### CONSIGNES
• a. Les affirmations suivantes concordent-elles avec le récit de voyage à La Réunion ? Répondez par oui ou non et citez tels quels les mots du texte qui tranchent : (i) le voyage a duré 15 jours ; (ii) le gîte du cœur de Mafate se trouve à plus de 1 000 m d'altitude ; (iii) le porc fumé servi au gîte vient du jardin.
• b. Reprenez mot pour mot le passage du récit de voyage à La Réunion qui va de « Je suis partie » à « jamais été déçus. ».

### TEXTE FOURNI

Je suis partie 15 jours à La Réunion avec un couple d'amis en Novembre 2015. Je travaillais alors déjà sur le blog en coulisses, et ce voyage constitue son point de départ puisque j'y ai réalisé mon premier reportage culinaire. Le 'Poivre' de 'Poivre & Zeste' était certain à ce moment-là !
Au cours de ce voyage nous avons eu l'occasion de goûter à de nombreux plats et ce fut pour moi un festival de découvertes ! La cuisine créole est à l'image des habitants de l'île : métissée ! Sur les marchés, au restaurant, dans la rue ou dans des refuges : nous n'avons jamais été déçus.
Cirque de Mafate : Après 7 heures de rando, nous arrivons dans un gîte merveilleux (Gîte du coeur de Mafate, 839 m d'altitude). Un adorable couple mafatais nous accueille. Nous nous joignons à un groupe de randonneurs du Club Alpin Français pour faire nos étirements devant un panorama à couper le souffle sur tout le cirque de Mafate. Nous passons ensuite tous à table, épuisés mais heureux d'avoir la chance de nous trouver là où nous sommes. Ici aucune route. Les produits dans notre assiette viennent tous du jardin, sauf le porc fumé (boucané) qui vient d'un village voisin du cirque.

### ENTRÉES FOURNIES

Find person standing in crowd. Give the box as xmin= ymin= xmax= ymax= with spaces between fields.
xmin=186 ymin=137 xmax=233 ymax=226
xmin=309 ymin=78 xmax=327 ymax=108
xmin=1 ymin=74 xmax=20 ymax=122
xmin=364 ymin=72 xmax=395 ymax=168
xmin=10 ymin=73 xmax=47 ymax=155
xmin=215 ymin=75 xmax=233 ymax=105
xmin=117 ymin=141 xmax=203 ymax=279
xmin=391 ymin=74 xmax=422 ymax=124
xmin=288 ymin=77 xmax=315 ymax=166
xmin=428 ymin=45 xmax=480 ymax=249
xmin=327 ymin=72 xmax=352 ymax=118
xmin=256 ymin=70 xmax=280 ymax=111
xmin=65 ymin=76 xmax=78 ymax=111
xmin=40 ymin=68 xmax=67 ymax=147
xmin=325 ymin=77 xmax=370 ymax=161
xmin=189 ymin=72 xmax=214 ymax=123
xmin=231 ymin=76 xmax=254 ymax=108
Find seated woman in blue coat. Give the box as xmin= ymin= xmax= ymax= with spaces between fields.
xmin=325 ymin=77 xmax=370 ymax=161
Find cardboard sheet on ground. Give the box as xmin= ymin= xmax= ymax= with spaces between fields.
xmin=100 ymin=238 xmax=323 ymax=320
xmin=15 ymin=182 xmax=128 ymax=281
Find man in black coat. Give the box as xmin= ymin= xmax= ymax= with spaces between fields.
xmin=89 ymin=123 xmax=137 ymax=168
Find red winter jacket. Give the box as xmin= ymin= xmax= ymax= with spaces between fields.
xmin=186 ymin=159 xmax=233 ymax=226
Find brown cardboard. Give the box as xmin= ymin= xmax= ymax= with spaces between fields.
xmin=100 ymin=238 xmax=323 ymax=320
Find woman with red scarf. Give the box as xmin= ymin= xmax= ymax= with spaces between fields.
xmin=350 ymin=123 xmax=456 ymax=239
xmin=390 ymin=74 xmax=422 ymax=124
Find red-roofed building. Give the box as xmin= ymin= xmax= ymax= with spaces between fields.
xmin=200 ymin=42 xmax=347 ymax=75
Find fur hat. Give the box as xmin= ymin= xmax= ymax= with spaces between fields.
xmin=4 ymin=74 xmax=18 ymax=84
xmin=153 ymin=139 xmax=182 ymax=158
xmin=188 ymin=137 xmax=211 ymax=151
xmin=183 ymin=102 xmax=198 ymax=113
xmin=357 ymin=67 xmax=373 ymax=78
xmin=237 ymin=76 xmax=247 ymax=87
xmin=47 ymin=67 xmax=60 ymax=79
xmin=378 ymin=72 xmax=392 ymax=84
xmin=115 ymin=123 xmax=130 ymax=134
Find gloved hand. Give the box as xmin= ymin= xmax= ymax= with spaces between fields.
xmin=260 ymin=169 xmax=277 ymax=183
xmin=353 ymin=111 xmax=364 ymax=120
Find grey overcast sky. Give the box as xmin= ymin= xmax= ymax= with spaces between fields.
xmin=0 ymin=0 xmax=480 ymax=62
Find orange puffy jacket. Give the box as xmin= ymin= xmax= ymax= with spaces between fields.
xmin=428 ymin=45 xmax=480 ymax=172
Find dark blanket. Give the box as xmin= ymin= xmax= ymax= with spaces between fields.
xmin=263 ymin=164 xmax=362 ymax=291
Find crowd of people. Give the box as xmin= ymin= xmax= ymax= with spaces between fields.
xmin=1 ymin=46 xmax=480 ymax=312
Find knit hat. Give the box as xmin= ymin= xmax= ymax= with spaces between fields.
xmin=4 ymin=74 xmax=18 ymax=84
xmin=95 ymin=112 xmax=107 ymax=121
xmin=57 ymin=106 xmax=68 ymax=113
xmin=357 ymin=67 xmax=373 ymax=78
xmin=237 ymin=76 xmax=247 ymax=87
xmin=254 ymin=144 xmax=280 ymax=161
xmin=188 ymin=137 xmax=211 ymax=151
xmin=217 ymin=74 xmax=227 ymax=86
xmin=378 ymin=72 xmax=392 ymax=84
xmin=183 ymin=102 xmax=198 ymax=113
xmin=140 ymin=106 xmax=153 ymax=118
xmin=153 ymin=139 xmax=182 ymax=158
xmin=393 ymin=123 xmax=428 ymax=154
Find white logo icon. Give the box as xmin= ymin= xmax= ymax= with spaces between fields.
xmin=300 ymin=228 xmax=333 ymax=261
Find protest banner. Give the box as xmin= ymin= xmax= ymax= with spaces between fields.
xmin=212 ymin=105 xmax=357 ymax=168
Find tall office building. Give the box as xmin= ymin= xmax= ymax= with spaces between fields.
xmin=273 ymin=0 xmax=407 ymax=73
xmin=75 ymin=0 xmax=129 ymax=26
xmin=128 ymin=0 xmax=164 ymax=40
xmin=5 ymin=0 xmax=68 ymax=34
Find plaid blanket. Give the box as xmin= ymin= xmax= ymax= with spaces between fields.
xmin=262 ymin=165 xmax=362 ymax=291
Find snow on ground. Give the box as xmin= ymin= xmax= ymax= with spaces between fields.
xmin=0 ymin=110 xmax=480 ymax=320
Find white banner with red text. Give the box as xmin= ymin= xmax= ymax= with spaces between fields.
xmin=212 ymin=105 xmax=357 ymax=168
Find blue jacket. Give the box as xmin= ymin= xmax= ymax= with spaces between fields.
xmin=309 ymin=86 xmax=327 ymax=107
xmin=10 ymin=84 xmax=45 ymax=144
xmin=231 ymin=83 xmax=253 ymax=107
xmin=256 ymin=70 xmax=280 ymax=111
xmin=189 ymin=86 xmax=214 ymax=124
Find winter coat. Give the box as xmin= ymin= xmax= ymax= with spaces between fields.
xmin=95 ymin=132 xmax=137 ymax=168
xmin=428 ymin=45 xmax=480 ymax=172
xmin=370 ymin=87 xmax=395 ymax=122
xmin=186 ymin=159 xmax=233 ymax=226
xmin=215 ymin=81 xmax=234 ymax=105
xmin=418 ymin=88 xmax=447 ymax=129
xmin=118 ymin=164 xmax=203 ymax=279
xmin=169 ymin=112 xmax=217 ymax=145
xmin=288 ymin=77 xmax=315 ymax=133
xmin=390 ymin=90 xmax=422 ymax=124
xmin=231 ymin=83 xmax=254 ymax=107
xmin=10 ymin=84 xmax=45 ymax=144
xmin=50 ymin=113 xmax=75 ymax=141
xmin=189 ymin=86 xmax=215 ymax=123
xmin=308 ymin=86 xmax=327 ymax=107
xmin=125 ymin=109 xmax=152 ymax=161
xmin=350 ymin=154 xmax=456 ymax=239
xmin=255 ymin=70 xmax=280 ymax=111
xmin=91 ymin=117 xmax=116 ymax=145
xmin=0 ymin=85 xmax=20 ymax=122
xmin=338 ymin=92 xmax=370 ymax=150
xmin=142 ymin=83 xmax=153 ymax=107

### CORRIGÉ
• a.
(i) Oui : « Je suis partie 15 jours à La Réunion ».
(ii) Non : « 839 m d'altitude ».
(iii) Non : « sauf le porc fumé (boucané) qui vient d'un village voisin du cirque ».

• b.
Je suis partie 15 jours à La Réunion avec un couple d'amis en Novembre 2015. Je travaillais alors déjà sur le blog en coulisses, et ce voyage constitue son point de départ puisque j'y ai réalisé mon premier reportage culinaire. Le 'Poivre' de 'Poivre & Zeste' était certain à ce moment-là !
Au cours de ce voyage nous avons eu l'occasion de goûter à de nombreux plats et ce fut pour moi un festival de découvertes ! La cuisine créole est à l'image des habitants de l'île : métissée ! Sur les marchés, au restaurant, dans la rue ou dans des refuges : nous n'avons jamais été déçus.